[Records from a collection]
● ● ● ● ●
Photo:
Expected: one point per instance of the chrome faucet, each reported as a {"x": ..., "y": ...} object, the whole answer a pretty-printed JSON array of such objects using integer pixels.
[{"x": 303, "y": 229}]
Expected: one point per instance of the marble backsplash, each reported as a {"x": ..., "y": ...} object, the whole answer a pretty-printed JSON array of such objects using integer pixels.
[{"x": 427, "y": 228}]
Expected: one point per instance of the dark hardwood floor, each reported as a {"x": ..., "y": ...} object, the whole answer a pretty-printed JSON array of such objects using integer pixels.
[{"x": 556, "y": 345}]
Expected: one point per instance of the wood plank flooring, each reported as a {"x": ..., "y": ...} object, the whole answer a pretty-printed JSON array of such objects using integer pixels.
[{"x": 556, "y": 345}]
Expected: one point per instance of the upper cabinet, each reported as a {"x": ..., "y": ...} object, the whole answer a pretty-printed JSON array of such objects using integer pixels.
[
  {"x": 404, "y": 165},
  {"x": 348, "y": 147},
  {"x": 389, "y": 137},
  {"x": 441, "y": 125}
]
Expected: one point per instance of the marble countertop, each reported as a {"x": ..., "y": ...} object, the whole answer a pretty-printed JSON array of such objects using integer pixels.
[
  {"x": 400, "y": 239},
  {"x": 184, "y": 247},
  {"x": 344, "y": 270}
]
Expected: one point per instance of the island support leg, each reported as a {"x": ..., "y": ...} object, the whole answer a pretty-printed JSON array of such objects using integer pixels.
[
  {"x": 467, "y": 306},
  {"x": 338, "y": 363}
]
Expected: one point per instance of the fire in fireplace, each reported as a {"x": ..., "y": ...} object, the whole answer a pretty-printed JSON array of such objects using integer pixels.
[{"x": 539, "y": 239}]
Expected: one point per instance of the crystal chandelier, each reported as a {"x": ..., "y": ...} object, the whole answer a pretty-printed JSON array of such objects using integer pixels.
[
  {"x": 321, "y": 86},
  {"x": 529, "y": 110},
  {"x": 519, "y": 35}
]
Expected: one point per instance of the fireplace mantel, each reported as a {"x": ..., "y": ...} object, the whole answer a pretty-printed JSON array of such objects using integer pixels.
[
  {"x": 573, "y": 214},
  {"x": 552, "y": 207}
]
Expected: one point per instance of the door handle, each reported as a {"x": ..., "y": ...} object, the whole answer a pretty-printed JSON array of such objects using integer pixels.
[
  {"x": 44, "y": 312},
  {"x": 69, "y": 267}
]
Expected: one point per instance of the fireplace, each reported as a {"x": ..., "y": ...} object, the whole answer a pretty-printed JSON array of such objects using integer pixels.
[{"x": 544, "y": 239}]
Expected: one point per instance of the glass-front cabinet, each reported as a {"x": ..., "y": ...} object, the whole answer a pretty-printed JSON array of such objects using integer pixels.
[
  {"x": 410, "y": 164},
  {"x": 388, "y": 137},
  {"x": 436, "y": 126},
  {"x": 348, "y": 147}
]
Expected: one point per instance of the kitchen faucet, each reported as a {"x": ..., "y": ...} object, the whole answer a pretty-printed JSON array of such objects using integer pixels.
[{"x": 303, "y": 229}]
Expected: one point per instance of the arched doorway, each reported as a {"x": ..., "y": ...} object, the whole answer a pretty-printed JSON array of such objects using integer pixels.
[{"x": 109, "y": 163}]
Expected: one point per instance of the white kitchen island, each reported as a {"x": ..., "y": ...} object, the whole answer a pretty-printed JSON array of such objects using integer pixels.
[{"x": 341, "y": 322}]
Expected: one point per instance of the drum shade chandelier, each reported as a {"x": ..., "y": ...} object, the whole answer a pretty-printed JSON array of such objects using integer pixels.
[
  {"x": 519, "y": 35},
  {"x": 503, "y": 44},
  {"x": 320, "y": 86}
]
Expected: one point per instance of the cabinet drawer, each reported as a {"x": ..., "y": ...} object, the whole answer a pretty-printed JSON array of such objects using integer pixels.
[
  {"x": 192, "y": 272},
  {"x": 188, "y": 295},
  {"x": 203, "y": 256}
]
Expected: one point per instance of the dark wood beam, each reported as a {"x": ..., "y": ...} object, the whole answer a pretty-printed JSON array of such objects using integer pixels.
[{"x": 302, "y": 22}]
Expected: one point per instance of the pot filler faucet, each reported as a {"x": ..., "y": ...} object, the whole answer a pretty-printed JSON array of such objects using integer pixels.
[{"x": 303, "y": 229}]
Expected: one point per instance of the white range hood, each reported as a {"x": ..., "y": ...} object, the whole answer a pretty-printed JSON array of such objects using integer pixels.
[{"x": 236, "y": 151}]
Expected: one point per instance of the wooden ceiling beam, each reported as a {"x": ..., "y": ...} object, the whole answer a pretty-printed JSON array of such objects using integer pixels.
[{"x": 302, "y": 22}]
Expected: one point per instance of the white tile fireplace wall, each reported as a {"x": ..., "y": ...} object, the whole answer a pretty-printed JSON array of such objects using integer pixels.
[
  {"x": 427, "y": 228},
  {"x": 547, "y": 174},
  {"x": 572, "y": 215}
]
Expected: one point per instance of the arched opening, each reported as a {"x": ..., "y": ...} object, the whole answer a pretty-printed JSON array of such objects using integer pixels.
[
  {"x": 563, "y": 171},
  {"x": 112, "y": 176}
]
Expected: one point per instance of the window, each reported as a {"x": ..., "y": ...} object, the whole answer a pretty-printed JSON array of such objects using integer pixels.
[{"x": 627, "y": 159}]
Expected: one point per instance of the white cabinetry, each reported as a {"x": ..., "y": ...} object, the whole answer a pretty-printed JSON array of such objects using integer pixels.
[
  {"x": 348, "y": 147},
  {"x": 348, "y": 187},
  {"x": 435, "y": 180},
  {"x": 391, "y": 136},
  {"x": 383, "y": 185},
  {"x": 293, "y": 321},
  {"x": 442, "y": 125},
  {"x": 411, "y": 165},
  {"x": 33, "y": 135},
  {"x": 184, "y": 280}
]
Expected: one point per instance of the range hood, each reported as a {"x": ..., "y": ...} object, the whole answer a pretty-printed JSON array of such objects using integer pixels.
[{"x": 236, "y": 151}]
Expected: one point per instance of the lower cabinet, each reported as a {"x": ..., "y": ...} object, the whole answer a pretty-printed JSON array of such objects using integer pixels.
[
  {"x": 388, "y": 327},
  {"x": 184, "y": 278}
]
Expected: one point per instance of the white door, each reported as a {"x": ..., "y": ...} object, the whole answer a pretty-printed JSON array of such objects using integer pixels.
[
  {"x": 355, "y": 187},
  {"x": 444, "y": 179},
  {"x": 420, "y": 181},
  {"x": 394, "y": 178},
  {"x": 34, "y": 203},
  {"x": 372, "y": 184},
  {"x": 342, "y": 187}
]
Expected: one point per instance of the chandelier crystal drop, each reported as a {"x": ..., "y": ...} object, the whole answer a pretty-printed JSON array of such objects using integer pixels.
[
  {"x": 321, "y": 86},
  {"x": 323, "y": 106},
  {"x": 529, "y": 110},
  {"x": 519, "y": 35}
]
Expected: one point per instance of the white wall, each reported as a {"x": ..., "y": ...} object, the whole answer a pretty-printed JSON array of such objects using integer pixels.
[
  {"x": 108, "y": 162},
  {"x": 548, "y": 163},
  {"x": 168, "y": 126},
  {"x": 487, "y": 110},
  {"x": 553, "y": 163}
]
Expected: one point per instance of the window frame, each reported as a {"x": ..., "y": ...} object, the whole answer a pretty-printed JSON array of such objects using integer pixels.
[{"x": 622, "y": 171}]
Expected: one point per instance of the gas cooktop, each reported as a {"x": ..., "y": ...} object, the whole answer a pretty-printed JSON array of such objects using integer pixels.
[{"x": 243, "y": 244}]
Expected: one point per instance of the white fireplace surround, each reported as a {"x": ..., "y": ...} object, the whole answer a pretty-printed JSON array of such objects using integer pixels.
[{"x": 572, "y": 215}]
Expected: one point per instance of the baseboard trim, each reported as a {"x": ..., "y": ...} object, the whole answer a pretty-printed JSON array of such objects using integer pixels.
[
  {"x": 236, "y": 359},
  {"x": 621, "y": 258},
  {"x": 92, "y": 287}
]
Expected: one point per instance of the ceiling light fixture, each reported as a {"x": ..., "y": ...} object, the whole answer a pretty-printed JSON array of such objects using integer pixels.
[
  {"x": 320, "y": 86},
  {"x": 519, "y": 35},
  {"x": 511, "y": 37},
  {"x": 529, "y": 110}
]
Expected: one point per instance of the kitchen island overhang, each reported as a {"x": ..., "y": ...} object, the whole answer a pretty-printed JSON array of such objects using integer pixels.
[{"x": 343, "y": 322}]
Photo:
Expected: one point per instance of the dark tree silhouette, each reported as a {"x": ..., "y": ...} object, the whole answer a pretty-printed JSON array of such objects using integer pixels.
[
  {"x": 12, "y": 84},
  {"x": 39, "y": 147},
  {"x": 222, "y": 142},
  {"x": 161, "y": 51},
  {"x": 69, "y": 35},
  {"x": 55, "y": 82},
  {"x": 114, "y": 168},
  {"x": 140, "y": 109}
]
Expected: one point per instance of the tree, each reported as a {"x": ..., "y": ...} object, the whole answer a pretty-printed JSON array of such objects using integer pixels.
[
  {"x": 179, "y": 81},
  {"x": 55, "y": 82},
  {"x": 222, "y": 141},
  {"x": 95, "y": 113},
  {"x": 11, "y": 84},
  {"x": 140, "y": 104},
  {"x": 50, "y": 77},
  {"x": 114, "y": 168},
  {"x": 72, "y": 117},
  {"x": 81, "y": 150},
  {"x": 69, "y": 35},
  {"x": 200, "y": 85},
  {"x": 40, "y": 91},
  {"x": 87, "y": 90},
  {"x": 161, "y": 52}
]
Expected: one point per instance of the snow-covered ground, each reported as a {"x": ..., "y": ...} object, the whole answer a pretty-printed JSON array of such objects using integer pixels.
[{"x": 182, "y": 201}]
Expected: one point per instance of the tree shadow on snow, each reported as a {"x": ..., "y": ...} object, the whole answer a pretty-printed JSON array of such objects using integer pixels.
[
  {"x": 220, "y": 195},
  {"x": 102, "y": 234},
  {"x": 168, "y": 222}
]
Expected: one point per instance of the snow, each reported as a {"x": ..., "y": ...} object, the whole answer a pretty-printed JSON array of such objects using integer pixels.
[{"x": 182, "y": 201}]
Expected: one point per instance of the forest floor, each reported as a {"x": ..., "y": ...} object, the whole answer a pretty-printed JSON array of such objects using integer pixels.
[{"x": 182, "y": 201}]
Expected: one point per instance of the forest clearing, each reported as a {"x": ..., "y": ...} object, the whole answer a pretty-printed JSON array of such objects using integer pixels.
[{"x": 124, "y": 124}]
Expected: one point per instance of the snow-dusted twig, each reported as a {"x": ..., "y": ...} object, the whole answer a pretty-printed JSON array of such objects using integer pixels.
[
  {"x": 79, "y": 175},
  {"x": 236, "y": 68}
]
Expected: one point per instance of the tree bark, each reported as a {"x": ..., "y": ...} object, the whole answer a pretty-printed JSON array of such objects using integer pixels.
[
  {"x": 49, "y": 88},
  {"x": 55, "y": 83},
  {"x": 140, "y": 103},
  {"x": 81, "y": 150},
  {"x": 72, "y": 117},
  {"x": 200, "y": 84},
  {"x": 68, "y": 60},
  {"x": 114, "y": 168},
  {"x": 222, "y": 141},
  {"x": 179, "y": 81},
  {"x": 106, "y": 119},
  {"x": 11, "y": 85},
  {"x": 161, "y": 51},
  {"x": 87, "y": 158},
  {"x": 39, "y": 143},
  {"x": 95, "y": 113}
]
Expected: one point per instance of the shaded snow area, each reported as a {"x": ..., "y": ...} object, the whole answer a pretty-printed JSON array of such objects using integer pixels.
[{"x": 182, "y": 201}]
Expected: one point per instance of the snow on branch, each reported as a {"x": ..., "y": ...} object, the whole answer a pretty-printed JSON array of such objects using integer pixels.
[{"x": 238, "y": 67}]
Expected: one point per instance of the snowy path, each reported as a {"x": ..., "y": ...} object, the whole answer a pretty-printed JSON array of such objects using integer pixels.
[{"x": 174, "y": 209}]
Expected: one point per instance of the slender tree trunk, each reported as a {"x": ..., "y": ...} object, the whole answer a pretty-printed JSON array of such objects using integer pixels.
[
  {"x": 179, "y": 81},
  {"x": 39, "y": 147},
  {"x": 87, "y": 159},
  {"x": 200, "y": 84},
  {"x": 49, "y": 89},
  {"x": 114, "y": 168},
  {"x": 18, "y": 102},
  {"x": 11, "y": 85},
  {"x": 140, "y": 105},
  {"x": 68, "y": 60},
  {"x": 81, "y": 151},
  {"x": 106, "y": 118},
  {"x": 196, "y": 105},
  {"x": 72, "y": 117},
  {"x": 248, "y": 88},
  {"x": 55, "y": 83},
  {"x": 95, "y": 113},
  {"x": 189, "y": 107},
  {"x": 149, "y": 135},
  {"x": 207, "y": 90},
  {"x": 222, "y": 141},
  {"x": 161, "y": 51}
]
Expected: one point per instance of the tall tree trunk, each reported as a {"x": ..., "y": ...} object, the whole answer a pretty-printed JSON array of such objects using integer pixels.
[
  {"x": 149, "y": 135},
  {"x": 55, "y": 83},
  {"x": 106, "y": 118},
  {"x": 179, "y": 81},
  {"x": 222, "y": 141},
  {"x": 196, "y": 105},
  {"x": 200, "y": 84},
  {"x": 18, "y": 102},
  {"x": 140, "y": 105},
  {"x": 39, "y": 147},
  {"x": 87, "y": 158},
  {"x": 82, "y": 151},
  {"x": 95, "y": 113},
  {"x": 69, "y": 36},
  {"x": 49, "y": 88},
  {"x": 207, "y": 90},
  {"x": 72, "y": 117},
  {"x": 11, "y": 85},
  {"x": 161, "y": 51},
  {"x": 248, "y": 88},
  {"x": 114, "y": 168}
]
● ● ● ● ●
> Goal
Repeat only the stretch of lines starting at the one containing "Expected: one point per instance of the snowy" and running to the final line of the entries above.

> Problem solution
Expected: one point per instance of the snowy path, each reported as a {"x": ..., "y": ...} object, the whole answer a pretty-printed JSON array of such objects using integer pixels.
[{"x": 174, "y": 209}]
Expected: one point per instance of the slender tree trunk, each reported as a {"x": ..., "y": ...} object, the whole answer a pretty-printed JSON array of such objects using integer pixels.
[
  {"x": 179, "y": 81},
  {"x": 39, "y": 147},
  {"x": 87, "y": 159},
  {"x": 200, "y": 84},
  {"x": 49, "y": 89},
  {"x": 114, "y": 168},
  {"x": 18, "y": 102},
  {"x": 11, "y": 85},
  {"x": 140, "y": 105},
  {"x": 68, "y": 60},
  {"x": 81, "y": 151},
  {"x": 106, "y": 118},
  {"x": 196, "y": 105},
  {"x": 72, "y": 117},
  {"x": 248, "y": 88},
  {"x": 55, "y": 83},
  {"x": 95, "y": 113},
  {"x": 189, "y": 107},
  {"x": 149, "y": 135},
  {"x": 207, "y": 90},
  {"x": 222, "y": 141},
  {"x": 161, "y": 51}
]
Expected: one point per instance of the tall tree trunk, each reported as a {"x": ..., "y": ...} object, the whole answer a pretty-printed JSON array of such objects using integer pixels.
[
  {"x": 149, "y": 135},
  {"x": 55, "y": 83},
  {"x": 106, "y": 118},
  {"x": 179, "y": 81},
  {"x": 222, "y": 141},
  {"x": 196, "y": 105},
  {"x": 200, "y": 84},
  {"x": 18, "y": 102},
  {"x": 140, "y": 105},
  {"x": 39, "y": 147},
  {"x": 87, "y": 158},
  {"x": 82, "y": 151},
  {"x": 95, "y": 113},
  {"x": 69, "y": 36},
  {"x": 49, "y": 88},
  {"x": 207, "y": 90},
  {"x": 72, "y": 117},
  {"x": 11, "y": 85},
  {"x": 161, "y": 51},
  {"x": 248, "y": 88},
  {"x": 114, "y": 168}
]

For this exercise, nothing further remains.